Records of named objects with pointed locations |
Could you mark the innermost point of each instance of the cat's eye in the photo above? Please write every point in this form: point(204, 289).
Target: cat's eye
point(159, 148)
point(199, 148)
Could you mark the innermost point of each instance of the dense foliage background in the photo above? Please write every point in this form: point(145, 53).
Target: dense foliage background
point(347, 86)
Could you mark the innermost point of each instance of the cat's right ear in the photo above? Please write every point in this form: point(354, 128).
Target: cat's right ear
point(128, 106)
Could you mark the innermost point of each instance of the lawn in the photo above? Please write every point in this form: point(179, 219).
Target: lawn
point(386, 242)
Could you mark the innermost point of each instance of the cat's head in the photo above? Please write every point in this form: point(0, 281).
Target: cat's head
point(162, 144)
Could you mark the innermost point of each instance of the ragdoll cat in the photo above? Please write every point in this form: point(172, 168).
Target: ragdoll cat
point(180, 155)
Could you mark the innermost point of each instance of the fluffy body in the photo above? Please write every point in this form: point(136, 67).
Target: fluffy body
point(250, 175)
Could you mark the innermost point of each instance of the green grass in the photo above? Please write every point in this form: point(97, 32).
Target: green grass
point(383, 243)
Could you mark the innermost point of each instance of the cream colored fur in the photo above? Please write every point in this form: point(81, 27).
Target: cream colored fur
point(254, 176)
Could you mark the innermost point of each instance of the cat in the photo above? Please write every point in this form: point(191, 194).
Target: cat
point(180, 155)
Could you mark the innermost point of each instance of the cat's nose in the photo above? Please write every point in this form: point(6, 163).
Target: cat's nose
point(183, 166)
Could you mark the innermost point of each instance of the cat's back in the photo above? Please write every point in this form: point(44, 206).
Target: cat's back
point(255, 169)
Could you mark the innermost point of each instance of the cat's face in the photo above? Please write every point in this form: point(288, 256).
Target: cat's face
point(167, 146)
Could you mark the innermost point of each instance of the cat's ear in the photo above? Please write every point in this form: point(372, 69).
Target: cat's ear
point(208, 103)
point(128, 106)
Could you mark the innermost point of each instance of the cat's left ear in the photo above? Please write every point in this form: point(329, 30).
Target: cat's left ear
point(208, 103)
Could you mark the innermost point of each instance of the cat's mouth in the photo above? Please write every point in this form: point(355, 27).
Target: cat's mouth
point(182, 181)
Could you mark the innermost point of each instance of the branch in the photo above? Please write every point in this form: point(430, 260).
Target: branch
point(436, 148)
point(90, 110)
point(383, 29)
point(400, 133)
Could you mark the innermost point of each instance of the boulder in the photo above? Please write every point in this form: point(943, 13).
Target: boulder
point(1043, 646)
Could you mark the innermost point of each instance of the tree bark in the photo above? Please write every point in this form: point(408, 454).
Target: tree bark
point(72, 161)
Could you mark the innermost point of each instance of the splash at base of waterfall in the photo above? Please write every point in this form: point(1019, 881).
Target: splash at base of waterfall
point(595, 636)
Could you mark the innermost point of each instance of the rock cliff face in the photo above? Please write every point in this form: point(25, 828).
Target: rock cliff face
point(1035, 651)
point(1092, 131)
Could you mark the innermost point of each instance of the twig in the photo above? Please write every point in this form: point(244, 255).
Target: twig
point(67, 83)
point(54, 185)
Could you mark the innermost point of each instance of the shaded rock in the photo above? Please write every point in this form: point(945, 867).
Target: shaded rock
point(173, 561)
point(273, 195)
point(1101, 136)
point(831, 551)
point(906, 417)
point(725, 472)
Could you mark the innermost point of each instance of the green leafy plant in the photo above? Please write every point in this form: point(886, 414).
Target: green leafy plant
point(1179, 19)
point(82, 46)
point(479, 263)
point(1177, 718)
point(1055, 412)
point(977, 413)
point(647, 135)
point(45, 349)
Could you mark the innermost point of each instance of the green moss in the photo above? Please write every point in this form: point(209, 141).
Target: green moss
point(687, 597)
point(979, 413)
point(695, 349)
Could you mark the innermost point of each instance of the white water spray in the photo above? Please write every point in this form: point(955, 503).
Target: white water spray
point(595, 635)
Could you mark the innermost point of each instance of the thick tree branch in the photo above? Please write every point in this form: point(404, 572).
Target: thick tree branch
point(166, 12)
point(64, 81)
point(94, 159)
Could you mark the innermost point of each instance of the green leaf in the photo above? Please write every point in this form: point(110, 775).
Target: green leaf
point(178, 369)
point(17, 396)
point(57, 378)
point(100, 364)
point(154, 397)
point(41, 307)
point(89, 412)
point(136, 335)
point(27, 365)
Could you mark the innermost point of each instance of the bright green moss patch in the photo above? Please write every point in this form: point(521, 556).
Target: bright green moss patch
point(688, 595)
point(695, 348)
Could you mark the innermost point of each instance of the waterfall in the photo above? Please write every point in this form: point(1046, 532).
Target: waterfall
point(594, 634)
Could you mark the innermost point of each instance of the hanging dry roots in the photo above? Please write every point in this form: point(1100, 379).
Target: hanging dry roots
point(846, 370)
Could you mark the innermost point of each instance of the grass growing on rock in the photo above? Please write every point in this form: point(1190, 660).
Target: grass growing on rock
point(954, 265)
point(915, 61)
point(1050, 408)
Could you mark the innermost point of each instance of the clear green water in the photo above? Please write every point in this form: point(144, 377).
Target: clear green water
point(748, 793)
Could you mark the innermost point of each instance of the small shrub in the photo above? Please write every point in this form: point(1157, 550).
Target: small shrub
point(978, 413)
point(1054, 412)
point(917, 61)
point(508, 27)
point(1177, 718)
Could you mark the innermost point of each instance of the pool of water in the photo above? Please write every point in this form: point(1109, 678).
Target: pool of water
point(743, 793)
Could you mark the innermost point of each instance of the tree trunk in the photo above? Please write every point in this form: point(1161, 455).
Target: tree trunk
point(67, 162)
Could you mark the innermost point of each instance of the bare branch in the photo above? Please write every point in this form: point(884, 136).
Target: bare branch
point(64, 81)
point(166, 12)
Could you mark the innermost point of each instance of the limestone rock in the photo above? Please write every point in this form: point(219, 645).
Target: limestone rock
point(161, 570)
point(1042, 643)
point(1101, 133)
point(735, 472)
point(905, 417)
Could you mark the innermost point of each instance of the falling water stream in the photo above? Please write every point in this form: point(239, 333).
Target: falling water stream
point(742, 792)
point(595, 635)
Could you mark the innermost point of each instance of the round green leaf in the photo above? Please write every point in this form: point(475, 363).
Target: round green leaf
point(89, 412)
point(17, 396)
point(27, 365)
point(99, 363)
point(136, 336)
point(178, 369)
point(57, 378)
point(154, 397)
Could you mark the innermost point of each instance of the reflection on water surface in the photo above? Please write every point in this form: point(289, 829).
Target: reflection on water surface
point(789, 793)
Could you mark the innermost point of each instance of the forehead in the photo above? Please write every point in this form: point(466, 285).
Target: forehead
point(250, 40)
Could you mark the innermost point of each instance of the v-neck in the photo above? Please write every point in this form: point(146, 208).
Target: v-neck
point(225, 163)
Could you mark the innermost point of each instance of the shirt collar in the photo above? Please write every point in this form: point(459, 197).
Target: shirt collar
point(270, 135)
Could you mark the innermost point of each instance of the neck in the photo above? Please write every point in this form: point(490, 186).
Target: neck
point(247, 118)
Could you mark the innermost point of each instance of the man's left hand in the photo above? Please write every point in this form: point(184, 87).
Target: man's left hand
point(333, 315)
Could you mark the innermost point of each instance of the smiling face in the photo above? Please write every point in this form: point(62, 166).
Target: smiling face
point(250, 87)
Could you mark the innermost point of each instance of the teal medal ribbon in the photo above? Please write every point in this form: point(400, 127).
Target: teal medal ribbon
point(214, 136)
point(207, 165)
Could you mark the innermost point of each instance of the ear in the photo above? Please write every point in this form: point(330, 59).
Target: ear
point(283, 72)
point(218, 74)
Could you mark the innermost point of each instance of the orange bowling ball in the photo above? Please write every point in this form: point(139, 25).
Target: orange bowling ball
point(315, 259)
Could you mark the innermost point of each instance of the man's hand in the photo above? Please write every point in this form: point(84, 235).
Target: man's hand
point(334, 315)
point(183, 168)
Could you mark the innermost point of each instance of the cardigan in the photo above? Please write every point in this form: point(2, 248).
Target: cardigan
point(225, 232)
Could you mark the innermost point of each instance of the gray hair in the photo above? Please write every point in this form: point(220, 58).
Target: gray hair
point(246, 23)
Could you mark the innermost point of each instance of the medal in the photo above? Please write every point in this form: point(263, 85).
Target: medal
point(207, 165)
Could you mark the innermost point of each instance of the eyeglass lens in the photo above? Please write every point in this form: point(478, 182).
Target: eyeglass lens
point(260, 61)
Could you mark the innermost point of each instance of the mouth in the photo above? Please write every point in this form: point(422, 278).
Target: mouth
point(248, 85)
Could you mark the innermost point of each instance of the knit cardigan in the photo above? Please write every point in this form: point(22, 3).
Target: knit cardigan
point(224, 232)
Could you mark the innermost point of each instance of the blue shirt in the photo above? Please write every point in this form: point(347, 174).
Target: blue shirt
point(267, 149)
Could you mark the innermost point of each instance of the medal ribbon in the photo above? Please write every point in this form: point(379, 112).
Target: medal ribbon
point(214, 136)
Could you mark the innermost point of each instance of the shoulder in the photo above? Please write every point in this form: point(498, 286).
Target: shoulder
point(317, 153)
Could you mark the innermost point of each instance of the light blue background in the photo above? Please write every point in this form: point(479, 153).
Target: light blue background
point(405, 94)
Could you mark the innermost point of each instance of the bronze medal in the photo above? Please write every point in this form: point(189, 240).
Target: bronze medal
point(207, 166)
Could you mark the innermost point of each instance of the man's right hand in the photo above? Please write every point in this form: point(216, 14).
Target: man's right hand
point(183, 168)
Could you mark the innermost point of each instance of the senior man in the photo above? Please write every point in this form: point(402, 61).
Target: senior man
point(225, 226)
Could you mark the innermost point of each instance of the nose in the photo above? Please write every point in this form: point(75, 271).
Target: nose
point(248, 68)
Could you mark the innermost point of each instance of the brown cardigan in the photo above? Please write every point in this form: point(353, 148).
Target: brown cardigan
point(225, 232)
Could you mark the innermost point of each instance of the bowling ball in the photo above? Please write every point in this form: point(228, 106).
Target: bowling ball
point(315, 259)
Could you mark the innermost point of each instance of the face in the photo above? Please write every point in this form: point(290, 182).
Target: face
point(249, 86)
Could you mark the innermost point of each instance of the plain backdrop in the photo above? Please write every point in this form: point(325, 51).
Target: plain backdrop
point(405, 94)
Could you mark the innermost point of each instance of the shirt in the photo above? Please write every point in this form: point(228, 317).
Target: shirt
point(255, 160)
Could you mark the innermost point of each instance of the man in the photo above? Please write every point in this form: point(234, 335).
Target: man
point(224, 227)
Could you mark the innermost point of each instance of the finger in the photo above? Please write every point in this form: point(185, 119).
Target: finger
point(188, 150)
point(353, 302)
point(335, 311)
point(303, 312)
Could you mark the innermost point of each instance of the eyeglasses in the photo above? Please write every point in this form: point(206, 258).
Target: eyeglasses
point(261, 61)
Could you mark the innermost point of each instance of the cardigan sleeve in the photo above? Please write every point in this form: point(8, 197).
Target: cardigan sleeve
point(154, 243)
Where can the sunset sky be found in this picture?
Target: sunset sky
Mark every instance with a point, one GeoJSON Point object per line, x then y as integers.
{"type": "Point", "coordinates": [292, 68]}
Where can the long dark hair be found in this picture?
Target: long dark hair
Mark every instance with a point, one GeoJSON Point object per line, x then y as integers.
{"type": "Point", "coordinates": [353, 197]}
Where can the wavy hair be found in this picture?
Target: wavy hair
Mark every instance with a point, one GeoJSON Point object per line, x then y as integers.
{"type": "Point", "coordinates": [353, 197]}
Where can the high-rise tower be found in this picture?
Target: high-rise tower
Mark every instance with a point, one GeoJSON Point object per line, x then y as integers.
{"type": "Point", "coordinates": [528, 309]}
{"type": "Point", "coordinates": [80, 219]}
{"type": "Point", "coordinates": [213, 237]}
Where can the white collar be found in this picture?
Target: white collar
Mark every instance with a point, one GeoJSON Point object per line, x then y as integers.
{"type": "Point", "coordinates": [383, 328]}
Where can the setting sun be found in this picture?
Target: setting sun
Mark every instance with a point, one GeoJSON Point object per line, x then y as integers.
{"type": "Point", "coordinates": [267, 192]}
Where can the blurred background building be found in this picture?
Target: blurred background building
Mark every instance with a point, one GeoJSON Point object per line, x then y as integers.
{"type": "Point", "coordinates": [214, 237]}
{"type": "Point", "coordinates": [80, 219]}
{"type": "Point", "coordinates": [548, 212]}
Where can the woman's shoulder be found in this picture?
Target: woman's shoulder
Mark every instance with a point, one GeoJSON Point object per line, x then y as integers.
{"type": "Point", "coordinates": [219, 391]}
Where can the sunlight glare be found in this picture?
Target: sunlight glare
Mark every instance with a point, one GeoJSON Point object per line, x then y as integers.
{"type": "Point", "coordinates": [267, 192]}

SHORT PROBLEM | Quote the lines beginning with the one containing "form: point(478, 182)." and running through the one containing "point(248, 85)", reproducing each character as it appears.

FINAL ANSWER |
Could you mark the innermost point of each instance of the eyeglass lens in the photo above? Please write every point in this form: point(478, 182).
Target: eyeglass lens
point(260, 61)
Could you mark the innermost point of each instance of the mouth in the photo above? Please write every point in this form: point(422, 278).
Target: mouth
point(248, 85)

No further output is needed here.